Stored data entries:
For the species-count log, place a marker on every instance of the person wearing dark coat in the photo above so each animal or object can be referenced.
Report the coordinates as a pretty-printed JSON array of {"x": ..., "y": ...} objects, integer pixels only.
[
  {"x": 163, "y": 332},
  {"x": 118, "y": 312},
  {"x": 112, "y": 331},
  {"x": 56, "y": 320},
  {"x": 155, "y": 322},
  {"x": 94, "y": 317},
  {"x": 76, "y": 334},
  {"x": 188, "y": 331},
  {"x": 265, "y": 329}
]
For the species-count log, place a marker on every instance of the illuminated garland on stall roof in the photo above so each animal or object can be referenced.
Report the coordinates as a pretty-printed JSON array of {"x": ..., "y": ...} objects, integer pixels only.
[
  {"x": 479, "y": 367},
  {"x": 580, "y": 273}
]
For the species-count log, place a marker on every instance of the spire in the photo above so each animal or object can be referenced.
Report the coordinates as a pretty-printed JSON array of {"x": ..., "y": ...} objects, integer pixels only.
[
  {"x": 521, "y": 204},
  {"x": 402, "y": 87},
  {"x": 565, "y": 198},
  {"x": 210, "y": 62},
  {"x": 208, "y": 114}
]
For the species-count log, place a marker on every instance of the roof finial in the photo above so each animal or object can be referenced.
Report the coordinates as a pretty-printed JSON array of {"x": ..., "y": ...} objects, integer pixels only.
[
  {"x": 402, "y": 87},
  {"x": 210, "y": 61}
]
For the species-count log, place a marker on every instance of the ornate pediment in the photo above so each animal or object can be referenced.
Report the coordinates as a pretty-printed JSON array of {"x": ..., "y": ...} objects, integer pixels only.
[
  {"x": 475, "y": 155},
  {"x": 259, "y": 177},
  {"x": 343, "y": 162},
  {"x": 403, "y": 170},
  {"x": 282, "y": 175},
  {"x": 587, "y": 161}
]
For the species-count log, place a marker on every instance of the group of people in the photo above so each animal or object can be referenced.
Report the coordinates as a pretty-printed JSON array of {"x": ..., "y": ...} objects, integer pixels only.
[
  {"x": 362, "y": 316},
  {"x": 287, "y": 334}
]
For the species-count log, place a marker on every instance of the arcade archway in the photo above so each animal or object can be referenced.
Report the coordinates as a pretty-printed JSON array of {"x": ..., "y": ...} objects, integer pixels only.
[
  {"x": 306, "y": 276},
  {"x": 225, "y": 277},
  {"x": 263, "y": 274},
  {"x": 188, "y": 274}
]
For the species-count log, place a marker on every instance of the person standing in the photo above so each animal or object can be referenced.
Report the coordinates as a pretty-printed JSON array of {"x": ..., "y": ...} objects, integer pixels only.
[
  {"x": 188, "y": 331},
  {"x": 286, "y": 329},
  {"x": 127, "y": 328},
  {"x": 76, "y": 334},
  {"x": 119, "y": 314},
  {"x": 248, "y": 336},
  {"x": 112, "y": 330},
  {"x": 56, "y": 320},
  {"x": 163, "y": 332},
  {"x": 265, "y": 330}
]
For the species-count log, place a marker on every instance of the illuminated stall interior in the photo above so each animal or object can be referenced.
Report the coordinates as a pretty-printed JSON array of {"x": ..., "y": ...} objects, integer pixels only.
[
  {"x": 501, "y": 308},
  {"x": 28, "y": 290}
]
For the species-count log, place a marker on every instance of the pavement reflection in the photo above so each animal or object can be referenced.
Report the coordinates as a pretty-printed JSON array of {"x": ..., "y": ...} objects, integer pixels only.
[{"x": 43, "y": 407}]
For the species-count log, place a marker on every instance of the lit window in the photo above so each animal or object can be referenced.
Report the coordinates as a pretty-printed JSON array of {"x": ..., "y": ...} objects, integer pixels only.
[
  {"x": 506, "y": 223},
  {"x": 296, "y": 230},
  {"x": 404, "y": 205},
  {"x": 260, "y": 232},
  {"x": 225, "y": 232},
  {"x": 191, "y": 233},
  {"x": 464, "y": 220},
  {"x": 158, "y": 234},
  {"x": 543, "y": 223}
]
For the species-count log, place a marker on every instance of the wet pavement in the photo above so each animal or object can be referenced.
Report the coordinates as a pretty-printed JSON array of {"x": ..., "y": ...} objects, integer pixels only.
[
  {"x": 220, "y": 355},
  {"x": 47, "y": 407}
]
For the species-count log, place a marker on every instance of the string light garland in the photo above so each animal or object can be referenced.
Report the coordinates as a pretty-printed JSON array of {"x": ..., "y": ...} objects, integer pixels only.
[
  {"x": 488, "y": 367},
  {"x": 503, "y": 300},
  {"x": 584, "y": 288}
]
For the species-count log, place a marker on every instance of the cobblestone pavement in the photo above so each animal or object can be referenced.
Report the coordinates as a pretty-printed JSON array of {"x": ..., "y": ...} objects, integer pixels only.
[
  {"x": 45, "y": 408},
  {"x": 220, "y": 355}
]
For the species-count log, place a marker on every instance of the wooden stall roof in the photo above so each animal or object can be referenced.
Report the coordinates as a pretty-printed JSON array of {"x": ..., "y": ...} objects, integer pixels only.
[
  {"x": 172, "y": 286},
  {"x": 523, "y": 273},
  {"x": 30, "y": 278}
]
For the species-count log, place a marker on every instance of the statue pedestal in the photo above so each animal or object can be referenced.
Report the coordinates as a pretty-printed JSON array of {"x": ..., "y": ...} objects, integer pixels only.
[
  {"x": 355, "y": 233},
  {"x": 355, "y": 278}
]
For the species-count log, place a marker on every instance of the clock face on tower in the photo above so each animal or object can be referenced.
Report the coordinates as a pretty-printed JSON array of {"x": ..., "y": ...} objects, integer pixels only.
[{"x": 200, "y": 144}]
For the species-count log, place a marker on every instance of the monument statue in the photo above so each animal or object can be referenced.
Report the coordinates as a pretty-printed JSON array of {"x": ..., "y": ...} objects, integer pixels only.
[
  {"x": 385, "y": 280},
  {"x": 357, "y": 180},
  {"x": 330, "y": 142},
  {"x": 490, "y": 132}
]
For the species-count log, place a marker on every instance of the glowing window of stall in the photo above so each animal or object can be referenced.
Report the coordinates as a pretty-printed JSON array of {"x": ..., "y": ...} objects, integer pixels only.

▶ [What is expected] Go over the entries above and tally the lines holding "window"; please answer with the number alone.

▶ [Answer space] 2